**INPUT FOR THIS TASK**

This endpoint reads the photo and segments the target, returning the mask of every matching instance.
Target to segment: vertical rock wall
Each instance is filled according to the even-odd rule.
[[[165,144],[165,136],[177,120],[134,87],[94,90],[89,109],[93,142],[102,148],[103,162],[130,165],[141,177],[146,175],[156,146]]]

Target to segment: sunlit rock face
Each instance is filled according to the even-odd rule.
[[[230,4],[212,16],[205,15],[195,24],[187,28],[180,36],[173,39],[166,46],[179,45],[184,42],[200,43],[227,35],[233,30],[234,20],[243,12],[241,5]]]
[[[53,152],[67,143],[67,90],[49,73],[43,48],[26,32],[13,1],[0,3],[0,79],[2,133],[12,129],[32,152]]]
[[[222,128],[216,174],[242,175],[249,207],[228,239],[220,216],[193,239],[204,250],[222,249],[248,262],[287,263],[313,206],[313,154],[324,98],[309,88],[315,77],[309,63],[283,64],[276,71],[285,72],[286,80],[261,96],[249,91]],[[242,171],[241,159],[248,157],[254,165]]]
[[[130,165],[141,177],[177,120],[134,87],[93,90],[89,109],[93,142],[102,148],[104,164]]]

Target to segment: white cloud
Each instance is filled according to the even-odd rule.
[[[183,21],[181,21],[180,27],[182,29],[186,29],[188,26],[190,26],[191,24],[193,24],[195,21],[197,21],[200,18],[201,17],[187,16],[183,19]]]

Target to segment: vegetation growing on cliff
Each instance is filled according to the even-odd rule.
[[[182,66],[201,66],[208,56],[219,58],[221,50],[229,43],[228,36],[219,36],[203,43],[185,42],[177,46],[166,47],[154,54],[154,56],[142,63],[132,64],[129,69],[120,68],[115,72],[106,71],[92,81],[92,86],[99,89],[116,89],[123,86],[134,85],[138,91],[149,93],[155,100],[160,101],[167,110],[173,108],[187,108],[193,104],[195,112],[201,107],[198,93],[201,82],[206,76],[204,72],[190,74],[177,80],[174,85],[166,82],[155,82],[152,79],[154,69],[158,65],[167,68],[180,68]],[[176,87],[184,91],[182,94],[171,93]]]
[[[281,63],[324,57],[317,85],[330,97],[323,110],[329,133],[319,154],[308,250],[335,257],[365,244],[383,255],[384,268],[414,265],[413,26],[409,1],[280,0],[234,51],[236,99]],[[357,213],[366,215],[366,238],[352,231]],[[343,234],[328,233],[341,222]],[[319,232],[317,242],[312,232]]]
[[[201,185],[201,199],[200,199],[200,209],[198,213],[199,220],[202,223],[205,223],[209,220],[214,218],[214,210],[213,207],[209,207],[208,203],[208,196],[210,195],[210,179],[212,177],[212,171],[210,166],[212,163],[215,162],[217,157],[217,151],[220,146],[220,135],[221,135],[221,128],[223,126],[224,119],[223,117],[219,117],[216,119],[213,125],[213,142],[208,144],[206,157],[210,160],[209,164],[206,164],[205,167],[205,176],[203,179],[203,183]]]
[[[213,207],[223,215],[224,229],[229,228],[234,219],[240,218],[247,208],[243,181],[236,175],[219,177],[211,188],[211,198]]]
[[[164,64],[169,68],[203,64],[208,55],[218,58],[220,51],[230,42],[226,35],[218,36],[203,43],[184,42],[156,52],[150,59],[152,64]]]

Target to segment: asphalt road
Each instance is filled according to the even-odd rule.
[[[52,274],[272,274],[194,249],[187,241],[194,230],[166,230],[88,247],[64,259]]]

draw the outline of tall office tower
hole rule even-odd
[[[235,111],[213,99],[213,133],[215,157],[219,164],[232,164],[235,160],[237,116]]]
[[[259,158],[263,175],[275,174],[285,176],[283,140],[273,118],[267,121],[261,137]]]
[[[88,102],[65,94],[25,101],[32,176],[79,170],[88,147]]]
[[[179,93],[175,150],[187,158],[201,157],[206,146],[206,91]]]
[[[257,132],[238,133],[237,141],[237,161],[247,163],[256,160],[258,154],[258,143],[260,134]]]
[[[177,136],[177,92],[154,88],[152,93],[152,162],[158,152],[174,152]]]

**WHAT IS NEEDED**
Using the records above, say how many lines include the string "rock". Only the number is wanted.

**TASK RESPONSE**
2